+++ Page extract +++

# Ivy's new vintage jacket



## Ivy's mom (Feb 15, 2008)

Sorry she isn't in it, but she had her staples removed and was not a happy camper about it, sooo I didn't want to put this around her tummy today. I promise I will get pics of the the girls in them soon. This was made from a vintage popcorn gingham chenille and a vintage hankie 










Lori


----------



## catalat (Apr 21, 2008)

Wow its stunning! Your creations are by far the most beautiful I have seen.. better than most clothing in stores!


----------



## Ivy's mom (Feb 15, 2008)

Cathryn....thank soo much   

Lori


----------



## Maleighchi (Jan 6, 2008)

That is stunning! Once again you do awesome work!!


----------



## Ivy's mom (Feb 15, 2008)

+++ Information shown +++

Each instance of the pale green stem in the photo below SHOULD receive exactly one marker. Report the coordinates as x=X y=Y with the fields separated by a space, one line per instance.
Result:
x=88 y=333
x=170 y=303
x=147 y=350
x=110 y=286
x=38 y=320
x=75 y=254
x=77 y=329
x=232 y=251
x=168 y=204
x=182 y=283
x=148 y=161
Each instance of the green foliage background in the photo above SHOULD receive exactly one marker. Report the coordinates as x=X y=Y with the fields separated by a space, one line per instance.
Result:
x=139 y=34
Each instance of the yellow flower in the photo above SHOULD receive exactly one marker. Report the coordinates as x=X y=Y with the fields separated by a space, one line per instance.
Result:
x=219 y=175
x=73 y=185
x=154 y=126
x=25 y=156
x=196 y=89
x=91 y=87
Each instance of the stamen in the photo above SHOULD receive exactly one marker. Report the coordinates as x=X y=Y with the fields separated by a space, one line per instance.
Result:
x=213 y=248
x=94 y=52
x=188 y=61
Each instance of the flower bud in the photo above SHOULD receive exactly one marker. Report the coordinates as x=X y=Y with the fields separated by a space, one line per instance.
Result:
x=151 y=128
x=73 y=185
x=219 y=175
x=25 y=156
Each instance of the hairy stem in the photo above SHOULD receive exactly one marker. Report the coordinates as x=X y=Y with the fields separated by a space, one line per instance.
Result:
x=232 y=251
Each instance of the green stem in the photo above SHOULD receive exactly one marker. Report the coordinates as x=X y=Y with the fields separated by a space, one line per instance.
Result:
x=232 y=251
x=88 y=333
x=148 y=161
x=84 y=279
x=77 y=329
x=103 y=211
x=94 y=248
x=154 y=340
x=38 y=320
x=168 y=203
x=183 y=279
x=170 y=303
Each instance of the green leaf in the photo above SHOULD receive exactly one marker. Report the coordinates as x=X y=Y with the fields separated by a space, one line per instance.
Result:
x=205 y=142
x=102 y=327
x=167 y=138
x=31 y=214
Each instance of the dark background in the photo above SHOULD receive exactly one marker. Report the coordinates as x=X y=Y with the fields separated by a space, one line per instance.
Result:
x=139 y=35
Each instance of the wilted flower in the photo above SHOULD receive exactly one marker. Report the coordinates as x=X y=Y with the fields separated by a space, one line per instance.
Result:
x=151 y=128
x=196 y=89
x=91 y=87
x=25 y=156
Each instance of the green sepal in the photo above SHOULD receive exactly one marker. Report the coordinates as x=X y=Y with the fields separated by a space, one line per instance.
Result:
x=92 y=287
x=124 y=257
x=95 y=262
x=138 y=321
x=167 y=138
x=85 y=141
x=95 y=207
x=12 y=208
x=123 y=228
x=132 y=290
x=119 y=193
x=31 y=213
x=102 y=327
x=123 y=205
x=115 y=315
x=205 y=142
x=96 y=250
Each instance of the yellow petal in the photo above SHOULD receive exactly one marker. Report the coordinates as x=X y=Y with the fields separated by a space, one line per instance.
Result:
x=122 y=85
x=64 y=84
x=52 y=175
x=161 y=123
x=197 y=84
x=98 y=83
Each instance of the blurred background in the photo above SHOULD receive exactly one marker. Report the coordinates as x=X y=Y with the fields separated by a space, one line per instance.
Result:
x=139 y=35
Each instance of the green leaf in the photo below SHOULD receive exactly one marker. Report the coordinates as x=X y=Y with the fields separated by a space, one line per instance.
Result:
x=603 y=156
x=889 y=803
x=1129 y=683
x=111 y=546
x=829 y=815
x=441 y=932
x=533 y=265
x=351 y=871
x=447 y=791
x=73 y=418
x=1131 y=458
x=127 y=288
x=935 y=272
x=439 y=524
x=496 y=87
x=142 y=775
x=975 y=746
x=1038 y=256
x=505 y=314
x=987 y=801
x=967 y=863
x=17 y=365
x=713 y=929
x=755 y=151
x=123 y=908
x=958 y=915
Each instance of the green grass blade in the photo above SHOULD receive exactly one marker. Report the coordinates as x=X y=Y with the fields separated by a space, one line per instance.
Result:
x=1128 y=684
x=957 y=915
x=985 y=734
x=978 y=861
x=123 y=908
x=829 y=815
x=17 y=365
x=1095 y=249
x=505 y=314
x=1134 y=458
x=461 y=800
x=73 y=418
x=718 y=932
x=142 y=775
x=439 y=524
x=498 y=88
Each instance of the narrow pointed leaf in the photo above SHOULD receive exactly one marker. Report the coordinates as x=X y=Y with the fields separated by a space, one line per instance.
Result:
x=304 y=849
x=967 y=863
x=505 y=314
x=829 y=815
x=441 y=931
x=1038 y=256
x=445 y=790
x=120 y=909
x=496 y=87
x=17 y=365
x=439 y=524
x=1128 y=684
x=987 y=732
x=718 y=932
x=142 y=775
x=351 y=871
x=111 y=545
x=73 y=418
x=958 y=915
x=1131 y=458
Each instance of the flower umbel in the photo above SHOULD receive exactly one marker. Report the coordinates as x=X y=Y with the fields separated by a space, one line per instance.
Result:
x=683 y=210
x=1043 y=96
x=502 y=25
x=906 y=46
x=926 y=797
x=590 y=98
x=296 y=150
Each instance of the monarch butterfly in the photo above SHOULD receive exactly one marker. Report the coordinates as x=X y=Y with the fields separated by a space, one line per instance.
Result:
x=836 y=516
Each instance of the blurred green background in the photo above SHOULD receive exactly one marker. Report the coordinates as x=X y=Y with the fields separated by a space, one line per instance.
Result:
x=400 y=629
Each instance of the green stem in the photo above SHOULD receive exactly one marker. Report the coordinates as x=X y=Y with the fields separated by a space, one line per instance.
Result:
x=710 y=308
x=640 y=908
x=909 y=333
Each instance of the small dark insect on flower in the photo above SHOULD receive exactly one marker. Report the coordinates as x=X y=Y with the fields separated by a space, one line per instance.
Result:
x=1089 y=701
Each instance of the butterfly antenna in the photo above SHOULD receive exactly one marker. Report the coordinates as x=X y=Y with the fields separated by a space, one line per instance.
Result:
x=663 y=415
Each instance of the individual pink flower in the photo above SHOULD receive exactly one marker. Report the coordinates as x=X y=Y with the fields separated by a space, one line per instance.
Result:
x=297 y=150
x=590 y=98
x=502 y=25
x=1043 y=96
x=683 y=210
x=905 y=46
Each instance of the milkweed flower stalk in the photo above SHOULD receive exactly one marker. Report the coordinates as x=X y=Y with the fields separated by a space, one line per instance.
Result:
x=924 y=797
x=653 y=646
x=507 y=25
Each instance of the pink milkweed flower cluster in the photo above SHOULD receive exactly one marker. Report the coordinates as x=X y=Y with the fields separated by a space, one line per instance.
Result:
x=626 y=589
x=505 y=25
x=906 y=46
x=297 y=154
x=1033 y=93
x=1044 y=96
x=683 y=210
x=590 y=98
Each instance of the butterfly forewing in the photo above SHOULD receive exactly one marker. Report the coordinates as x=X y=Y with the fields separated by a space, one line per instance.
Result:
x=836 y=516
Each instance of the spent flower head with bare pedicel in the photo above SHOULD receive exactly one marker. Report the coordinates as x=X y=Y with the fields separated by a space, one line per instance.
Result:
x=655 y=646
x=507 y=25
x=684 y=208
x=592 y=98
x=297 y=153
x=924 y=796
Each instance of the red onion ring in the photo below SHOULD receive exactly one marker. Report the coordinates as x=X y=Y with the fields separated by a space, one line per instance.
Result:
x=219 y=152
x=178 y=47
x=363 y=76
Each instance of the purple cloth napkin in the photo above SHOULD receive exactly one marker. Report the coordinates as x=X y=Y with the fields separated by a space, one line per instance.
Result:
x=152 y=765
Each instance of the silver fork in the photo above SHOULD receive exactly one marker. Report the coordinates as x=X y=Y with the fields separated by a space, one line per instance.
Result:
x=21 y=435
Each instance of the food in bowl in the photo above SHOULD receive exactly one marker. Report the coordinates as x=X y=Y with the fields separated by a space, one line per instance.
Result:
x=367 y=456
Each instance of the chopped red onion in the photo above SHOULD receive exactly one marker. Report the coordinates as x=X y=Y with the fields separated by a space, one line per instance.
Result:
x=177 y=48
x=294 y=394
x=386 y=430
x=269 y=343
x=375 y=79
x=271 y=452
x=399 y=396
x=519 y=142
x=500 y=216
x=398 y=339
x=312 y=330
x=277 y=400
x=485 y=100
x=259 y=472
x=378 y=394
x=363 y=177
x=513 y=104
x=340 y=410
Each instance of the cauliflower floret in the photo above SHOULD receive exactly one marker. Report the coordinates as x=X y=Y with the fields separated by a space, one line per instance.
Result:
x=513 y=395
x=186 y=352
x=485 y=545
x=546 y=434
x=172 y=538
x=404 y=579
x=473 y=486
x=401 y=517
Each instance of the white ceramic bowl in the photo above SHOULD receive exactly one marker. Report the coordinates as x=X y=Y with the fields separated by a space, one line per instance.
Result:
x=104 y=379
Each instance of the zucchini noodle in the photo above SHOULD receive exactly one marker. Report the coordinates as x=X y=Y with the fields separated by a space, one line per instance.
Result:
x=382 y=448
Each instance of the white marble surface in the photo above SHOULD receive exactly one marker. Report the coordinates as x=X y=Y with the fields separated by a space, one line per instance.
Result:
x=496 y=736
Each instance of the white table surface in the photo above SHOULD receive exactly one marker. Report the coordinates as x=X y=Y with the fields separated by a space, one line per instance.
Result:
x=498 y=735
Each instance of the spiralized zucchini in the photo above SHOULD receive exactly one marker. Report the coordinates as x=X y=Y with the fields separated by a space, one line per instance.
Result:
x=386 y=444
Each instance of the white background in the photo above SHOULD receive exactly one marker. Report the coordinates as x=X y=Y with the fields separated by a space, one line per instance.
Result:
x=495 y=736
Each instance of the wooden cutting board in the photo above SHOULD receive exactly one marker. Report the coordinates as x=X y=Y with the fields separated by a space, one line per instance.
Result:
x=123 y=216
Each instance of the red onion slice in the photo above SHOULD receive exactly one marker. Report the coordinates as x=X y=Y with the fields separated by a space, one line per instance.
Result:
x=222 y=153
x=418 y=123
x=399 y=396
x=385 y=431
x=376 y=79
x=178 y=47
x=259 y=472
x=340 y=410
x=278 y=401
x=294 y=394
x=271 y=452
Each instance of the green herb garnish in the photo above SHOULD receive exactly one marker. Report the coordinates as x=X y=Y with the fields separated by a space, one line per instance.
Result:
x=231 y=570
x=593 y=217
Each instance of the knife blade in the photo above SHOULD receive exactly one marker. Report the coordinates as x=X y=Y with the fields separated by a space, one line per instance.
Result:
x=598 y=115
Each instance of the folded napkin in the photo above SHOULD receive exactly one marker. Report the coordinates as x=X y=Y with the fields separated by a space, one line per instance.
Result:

+++

→ **Work required**
List every different username that heads a post in the jacket thread, naming each one once.

→ **Solved problem**
Ivy's mom
catalat
Maleighchi